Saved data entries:
-- Opening Marker --

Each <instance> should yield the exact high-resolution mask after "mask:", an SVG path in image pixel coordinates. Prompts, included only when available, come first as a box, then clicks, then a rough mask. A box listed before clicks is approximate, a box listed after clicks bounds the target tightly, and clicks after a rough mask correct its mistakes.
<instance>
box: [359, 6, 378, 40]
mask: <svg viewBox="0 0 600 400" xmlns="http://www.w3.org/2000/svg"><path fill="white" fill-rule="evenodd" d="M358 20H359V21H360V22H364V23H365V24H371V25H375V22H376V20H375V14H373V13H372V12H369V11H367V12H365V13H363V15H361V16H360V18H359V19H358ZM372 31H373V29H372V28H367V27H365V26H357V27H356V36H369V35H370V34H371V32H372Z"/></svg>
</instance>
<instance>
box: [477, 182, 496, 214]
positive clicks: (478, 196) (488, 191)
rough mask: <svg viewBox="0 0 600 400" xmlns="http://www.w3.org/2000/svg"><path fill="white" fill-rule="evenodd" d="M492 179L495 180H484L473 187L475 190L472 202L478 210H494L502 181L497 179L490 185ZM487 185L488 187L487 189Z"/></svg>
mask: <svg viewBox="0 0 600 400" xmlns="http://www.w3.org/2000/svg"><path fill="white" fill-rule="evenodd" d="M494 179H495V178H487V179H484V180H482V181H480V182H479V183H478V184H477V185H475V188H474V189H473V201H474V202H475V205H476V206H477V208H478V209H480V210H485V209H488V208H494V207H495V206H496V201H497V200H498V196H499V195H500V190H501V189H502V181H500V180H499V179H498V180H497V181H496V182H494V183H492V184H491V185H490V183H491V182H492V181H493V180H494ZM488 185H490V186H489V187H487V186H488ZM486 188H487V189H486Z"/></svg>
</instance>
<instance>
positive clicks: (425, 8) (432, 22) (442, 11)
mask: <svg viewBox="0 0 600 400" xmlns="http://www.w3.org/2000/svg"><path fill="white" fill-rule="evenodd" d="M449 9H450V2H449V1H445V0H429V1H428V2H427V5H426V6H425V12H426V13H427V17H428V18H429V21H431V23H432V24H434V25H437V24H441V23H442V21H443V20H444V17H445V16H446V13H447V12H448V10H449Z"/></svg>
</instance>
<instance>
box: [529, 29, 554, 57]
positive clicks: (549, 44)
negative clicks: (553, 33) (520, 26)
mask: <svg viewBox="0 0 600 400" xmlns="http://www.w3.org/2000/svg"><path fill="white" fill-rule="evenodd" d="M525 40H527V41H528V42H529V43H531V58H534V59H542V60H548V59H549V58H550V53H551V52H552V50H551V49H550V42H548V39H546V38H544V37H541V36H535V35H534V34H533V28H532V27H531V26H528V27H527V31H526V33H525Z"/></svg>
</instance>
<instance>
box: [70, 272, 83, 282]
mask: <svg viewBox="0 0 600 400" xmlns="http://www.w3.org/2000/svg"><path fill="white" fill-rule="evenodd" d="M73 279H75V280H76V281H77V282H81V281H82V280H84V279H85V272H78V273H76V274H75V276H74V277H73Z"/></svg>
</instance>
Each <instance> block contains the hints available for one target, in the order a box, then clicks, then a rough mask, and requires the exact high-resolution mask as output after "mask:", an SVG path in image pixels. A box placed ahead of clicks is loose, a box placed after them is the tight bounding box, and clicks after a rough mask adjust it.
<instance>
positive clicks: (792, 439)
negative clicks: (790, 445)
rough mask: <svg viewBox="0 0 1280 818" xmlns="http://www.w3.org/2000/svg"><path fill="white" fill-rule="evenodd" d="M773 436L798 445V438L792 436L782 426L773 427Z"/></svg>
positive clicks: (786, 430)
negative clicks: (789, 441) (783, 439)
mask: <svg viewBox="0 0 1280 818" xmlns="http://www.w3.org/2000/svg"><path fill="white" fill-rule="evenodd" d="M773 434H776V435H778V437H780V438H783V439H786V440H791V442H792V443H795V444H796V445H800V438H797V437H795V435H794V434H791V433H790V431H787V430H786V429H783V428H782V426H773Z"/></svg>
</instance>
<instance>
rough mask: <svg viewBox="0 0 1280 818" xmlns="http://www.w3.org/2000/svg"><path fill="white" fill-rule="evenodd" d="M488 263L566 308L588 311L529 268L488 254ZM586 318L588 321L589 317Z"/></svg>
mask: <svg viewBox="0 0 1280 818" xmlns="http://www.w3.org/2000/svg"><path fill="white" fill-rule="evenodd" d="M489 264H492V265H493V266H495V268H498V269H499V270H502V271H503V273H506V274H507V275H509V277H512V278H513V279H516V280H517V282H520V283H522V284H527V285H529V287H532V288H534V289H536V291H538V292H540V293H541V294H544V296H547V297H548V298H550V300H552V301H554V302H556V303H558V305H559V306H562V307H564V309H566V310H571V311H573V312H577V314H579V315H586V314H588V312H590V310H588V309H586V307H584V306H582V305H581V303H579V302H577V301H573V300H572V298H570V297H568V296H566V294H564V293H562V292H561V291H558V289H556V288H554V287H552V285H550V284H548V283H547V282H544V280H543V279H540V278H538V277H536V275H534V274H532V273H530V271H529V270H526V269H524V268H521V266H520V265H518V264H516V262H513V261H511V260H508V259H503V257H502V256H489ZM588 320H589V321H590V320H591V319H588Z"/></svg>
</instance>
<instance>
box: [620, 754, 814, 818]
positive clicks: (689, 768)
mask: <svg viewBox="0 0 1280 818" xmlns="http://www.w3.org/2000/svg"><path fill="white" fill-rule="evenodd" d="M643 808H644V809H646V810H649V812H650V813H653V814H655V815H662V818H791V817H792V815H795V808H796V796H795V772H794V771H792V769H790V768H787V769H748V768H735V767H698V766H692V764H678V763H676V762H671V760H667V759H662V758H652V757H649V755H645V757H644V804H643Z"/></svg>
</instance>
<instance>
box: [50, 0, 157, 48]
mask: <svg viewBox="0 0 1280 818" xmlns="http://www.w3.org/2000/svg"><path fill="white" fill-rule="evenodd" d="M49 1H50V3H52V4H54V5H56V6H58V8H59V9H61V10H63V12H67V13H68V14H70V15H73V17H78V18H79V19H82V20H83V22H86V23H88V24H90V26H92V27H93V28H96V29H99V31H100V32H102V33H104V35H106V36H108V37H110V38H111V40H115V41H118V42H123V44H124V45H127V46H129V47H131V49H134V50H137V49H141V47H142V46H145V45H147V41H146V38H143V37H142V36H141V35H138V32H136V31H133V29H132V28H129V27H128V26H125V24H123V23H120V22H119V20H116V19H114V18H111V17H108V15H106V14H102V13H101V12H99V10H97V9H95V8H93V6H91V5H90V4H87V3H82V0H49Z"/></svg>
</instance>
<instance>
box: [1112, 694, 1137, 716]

-- Closing Marker --

=== Instructions to follow ===
The required output is a copy of each line in the records where the string "target" occurs.

=== Expected output ===
Each <instance> should yield the exact high-resolution mask after "mask:", an SVG path in image pixel coordinates. Prompts, included only when available, come first as a box, then clicks, then a rough mask. A box listed before clicks is approximate, a box listed after clicks bounds the target tightly, and clicks after a rough mask correct its mistakes.
Each <instance> block contains the hints available for one target, in the order a box, then clicks, then a rough mask, and requires the exact high-resolution mask as output after "mask:", an SVG path in image pixels. A box placed ahead of clicks is loose, a box placed after them is the tight bounding box, and clicks after a rough mask adjust it.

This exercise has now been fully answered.